* [EXERCISE PROMPT]: Update the data from the start up to and including the line with "point(227, 87)", replacing "Target" with "Label" and keeping everything else unchanged. Leave the pictures out of your answer.

Collection entries:
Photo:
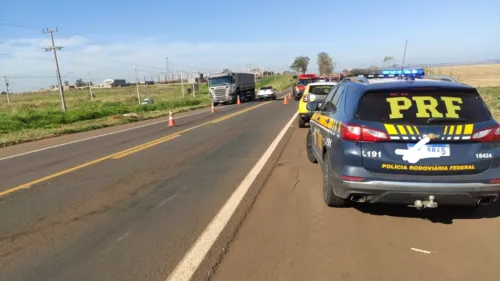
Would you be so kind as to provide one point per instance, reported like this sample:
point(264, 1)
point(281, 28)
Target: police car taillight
point(487, 135)
point(357, 133)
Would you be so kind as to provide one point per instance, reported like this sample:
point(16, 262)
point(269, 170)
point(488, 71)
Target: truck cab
point(227, 87)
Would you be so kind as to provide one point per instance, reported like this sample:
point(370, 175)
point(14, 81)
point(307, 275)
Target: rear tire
point(331, 200)
point(302, 123)
point(309, 148)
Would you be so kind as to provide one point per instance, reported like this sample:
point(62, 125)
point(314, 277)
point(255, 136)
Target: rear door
point(321, 123)
point(429, 131)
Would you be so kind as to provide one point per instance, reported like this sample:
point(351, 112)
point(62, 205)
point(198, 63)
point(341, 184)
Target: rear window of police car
point(320, 89)
point(418, 107)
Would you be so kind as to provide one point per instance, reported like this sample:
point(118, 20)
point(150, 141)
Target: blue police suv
point(405, 140)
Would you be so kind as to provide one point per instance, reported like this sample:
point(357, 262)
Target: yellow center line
point(125, 152)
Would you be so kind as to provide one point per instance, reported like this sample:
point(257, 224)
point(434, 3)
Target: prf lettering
point(426, 106)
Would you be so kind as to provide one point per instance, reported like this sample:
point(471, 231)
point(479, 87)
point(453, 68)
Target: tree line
point(326, 65)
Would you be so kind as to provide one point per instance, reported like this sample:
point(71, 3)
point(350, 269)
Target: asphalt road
point(290, 234)
point(128, 205)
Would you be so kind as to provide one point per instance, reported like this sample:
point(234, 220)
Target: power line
point(54, 49)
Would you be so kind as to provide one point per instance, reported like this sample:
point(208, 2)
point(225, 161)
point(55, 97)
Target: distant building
point(113, 83)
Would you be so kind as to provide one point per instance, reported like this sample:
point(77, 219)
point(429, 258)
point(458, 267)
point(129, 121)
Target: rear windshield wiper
point(445, 120)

* [ANSWER FOR THE TASK]:
Photo:
Would you be so kind as to provide one point per instance, reported like this sample:
point(264, 1)
point(281, 28)
Label: police car taillight
point(487, 135)
point(357, 133)
Would you be so kind as to provide one point per instance, reported like this sample:
point(16, 262)
point(269, 170)
point(488, 71)
Label: truck cab
point(227, 87)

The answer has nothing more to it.